Document text →
=== Begin Enclosure ===

The Potential of Gene Therapy for Recessive Dystrophic Epidermolysis Bullosa

K.S. Subramaniam; M.N. Antoniou; J.A. McGrath; S.M. Lwin


The British Journal of Dermatology. 2022;186(4):609-619. 

In This Article

Abstract and Introduction


Epidermolysis bullosa (EB) encompasses a heterogeneous group of inherited skin fragility disorders, with mutations in genes encoding the basement membrane zone (BMZ) proteins that normally ensure dermal–epidermal integrity. Of the four main EB types, recessive dystrophic EB (RDEB), especially the severe variant, represents one of the most debilitating clinical entities, with recurrent mucocutaneous blistering and ulceration leading to chronic wounds, infections, inflammation, scarring and ultimately cutaneous squamous cell carcinoma, which leads to premature death. Improved understanding of the molecular genetics of EB over the past three decades and advances in biotechnology have led to rapid progress in developing gene and cell-based regenerative therapies for EB. In particular, RDEB is at the vanguard of advances in human clinical trials of advanced therapeutics. Furthermore, the past decade has witnessed the emergence of a real collective, global effort involving academia and industry, supported by international EB patient organizations such as the Dystrophic Epidermolysis Bullosa Research Association (DEBRA), among others, to develop clinically relevant and marketable targeted therapeutics for EB. Thus, there is an increasing need for the practising dermatologist to become familiar with the concept of gene therapy, fundamental differences between various approaches, and their human applications. This review explains the principles of different approaches of gene therapy, summarizes its journey, and discusses its current and future impact in RDEB.

=== End Enclosure ===

Extracted records →
=== Begin Enclosure ===

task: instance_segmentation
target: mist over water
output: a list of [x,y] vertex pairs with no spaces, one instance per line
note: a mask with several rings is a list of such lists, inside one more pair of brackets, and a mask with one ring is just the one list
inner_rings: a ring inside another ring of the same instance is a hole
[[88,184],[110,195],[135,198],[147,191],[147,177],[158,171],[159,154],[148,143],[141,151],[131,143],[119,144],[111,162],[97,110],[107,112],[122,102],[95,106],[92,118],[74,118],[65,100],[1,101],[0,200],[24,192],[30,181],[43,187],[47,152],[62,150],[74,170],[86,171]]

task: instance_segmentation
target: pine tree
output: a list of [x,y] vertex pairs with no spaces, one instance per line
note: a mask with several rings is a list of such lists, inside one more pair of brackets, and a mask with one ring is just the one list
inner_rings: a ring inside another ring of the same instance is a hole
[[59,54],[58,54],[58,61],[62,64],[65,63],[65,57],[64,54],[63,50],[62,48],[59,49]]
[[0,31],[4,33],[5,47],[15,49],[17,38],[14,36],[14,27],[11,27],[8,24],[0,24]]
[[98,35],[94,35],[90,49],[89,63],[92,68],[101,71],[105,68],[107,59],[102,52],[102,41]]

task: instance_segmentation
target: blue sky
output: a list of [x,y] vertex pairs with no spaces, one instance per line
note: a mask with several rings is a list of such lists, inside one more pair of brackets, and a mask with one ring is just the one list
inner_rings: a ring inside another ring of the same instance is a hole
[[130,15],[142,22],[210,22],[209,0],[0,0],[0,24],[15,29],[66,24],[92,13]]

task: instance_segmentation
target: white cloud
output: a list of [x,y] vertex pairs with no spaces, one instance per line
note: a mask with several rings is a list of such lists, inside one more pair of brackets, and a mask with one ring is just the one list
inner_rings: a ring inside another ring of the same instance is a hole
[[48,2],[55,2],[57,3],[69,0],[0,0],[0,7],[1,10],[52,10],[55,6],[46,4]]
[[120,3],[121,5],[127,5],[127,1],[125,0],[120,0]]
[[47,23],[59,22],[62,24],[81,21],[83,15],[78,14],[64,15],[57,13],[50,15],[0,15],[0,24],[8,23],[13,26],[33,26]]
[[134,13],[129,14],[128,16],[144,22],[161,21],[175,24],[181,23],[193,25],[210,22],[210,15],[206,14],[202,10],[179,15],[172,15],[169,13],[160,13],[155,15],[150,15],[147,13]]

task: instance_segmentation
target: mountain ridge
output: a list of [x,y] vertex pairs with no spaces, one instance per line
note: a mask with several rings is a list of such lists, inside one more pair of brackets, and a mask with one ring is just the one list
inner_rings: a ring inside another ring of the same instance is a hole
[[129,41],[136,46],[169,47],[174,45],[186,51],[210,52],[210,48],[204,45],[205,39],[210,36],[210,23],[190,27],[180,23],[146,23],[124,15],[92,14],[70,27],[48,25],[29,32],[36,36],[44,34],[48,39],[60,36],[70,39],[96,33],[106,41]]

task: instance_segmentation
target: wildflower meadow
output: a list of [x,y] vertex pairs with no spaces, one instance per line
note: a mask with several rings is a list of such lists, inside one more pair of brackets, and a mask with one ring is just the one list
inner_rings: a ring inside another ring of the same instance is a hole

=== End Enclosure ===

Required work →
1. Retype the part of the gene therapy abstract from "The Potential of" up to and including "Journal of Dermatology. 2022;186(4):609-619.".
2. Answer these from the gene therapy abstract:
(a) In which journal did the article appear?
(b) How many main types of epidermolysis bullosa does it mention?
(c) Which patient organization does it name?
3. Carry on writing the gene therapy abstract from its last sentence.

Responses by item number →
1.
The Potential of Gene Therapy for Recessive Dystrophic Epidermolysis Bullosa

K.S. Subramaniam; M.N. Antoniou; J.A. McGrath; S.M. Lwin


The British Journal of Dermatology. 2022;186(4):609-619.

2.
(a) The British Journal of Dermatology
(b) Four
(c) The Dystrophic Epidermolysis Bullosa Research Association (DEBRA)

3.
Inherited epidermolysis bullosa (EB) encompasses a clinically and genetically diverse group of skin fragility disorders that ranges from a few localized blisters of the skin to large areas of chronic wounds affecting both skin and mucosa with systemic complications.[1–3] Of the four EB types – simplex, junctional (JEB), dystrophic (DEB) and Kindler – caused by mutations in genes encoding the basement membrane zone (BMZ) proteins, the recessive form of DEB (RDEB) represents one of the most debilitating variants, with significant disease and psychosocial burden on both patients and their families.[1–3] These individuals often have recurrent skin and mucosal blisters and erosions that evolve into chronic wounds, inflammation, infections, scarring and cutaneous squamous cell carcinomas (SCCs) with high metastatic potential, thus leading to premature death.[3] Epidemiological data on EB are variable across countries but the latest report by the Dutch EB Registry indicates for RDEB an incidence of 5·5 cases per million live births, and a prevalence of 2·1 cases per million population.[4]

RDEB is caused by mutations in COL7A1, which encodes the collagen alpha-1(VII) chain (C7), the main constituent of anchoring fibrils (AFs) that attach the epidermis to the dermis. Thus, in individuals with RDEB the epidermis very easily detaches from the dermis, even with the slightest shearing force. In the face of such a significant disease burden, management is currently supportive, involving a multidisciplinary team. Recent years have witnessed a collective global effort in search of effective therapies for RDEB through partnerships between academia, industry, EB charities and patients. Emerging therapies for RDEB include cell therapy,[5–9] gene therapy[10–13] and protein replacement therapy,[14–16] and repurposed drugs such as gentamicin,[17] losartan[18] and those targeting inflammation such as dupilumab.[19] Gene therapy has been at the forefront of such advanced therapeutics, and various forms of novel techniques have been rapidly emerging over the past two decades.

This review (i) explains the principles underlying different approaches of gene therapy; (ii) summarizes various approaches of gene therapy developed for RDEB and challenges in clinical translation; and (iii) lays out clinical perspectives of gene therapy for RDEB.